=== REQUIREMENT ===
Once the line containing "Where can you see the lectern" is found in the data below, output that line and every line after it through the last, unchanged and with nothing else.

[Opening RECORDS SUPPLIED section]

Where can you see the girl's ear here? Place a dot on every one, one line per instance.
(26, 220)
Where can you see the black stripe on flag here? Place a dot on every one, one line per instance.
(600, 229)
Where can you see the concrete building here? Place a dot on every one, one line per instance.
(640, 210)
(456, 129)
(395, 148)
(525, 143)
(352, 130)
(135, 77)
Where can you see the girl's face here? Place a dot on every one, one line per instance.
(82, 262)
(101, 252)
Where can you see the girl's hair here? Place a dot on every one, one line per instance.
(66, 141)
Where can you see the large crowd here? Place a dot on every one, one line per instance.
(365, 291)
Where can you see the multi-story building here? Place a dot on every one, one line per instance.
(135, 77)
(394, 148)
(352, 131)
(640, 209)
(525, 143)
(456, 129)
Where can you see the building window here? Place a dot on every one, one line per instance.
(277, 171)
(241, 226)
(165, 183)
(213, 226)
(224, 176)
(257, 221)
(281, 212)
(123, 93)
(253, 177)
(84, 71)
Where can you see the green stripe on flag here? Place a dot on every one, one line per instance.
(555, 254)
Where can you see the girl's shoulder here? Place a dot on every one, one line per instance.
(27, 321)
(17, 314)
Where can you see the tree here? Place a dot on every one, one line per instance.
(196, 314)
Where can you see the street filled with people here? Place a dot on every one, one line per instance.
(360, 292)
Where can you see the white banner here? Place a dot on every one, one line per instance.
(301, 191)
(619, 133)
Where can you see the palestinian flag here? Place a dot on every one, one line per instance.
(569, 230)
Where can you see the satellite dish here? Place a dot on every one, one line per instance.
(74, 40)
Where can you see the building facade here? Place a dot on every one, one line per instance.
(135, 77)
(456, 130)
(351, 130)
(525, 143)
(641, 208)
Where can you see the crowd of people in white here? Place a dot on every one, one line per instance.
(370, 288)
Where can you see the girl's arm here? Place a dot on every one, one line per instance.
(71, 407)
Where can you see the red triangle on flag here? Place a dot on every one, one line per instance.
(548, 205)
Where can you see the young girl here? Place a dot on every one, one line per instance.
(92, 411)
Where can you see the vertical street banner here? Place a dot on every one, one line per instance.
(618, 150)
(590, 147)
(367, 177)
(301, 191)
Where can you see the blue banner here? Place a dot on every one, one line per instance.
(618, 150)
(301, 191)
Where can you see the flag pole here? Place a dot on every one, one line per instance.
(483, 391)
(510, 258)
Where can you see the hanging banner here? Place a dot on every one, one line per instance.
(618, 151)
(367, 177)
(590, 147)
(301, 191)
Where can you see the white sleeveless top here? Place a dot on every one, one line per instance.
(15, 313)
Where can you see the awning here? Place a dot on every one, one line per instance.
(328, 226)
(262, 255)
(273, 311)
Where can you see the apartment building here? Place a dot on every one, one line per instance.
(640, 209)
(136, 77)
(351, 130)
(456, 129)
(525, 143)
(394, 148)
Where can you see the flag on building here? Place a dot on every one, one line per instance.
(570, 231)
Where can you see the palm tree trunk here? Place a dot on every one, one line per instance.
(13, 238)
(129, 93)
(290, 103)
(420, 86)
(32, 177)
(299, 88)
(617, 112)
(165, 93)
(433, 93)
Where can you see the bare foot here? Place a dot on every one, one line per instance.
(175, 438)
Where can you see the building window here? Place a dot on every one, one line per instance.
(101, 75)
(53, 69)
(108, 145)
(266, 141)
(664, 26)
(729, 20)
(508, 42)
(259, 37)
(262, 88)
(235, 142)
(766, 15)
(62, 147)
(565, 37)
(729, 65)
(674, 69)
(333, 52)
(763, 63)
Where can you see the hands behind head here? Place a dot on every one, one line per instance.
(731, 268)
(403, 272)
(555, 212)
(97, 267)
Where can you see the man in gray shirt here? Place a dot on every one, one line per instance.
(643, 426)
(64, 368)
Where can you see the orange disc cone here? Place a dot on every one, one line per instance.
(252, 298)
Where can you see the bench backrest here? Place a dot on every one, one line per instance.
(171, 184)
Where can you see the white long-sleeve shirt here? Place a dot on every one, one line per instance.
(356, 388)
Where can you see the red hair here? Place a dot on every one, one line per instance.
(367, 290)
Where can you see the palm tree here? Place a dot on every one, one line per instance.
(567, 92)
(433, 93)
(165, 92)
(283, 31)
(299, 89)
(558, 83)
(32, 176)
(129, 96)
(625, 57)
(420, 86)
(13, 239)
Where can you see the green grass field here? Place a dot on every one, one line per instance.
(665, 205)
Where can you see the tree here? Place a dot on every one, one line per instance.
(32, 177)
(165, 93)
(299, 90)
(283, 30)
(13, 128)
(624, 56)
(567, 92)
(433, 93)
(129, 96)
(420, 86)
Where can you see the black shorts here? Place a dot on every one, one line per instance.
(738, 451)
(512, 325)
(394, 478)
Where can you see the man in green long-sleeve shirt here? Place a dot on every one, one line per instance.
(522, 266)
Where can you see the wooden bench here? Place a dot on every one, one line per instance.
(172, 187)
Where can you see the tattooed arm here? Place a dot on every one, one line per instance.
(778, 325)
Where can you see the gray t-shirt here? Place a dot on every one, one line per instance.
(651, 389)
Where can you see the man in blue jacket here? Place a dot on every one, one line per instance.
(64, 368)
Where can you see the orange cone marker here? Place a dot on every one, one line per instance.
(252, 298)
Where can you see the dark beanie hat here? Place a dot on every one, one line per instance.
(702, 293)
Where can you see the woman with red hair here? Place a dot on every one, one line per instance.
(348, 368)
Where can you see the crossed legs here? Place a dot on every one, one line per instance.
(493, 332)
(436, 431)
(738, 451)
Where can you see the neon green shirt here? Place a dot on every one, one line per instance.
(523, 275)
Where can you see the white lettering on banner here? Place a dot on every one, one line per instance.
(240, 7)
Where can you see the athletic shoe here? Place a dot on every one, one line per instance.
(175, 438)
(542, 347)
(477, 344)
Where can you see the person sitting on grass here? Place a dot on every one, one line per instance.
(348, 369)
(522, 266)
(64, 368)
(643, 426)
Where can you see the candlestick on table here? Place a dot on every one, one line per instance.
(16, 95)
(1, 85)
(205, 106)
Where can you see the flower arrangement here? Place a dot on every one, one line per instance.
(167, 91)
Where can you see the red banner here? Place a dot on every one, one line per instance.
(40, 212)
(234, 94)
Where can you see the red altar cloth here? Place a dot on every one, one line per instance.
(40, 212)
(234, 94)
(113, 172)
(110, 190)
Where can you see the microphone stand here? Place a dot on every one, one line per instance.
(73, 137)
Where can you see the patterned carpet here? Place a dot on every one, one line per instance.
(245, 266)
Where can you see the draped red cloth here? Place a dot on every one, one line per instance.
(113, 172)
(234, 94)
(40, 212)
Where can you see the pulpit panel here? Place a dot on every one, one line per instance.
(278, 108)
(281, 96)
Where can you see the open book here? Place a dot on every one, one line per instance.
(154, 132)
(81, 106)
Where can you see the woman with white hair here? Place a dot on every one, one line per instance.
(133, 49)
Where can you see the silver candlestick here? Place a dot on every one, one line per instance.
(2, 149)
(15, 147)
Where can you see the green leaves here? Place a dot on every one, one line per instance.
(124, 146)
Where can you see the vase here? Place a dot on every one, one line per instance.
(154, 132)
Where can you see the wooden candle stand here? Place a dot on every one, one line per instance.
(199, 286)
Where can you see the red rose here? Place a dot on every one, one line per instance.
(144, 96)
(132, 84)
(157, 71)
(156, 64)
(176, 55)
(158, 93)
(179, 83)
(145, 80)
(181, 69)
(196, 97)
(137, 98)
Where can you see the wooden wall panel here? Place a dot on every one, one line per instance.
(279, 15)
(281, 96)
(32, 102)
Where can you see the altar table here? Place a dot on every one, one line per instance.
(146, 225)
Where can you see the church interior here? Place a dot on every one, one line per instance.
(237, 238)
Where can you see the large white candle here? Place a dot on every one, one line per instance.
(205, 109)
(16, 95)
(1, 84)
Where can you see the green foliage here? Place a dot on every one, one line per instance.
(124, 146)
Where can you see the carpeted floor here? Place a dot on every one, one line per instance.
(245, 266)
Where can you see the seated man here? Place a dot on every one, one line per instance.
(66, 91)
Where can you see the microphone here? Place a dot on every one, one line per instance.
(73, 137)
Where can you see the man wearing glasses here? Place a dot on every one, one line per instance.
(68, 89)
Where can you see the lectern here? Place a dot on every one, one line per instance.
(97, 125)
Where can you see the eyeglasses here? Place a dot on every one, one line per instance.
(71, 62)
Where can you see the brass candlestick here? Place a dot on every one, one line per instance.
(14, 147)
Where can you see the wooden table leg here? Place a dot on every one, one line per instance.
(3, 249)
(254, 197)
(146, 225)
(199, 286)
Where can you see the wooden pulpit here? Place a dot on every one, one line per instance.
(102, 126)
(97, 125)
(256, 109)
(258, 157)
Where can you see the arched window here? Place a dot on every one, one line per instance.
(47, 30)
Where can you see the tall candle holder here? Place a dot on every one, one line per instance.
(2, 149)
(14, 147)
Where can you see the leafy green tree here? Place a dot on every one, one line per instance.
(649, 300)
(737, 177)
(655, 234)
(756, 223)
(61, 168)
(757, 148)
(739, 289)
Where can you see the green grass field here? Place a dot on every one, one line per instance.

[Closing RECORDS SUPPLIED section]

=== WRITTEN ANSWER ===
Where can you see the lectern here? Place a dot on every one, one line per instance.
(97, 125)
Where can you see the eyeglasses here? Place a dot on every one, one line per instance.
(71, 62)
Where can you see the brass candlestick here? Place a dot on every one, one line per instance.
(14, 147)
Where can you see the wooden table leg here? Place a dot on every one, one line per instance.
(3, 249)
(254, 197)
(146, 225)
(199, 286)
Where can you see the wooden pulpit here? Place a dot on every one, one line per instance.
(102, 126)
(97, 125)
(256, 109)
(258, 157)
Where can you see the arched window here? Place a dot on every one, one line per instance.
(47, 30)
Where can you see the tall candle holder here? Place a dot on every one, one line per instance.
(2, 149)
(14, 147)
Where can you see the leafy green tree here? Place a dot on every one, one line per instance.
(649, 300)
(737, 177)
(655, 234)
(756, 223)
(61, 168)
(757, 148)
(739, 289)
Where can you see the green grass field here? Place a dot on every one, one line per instance.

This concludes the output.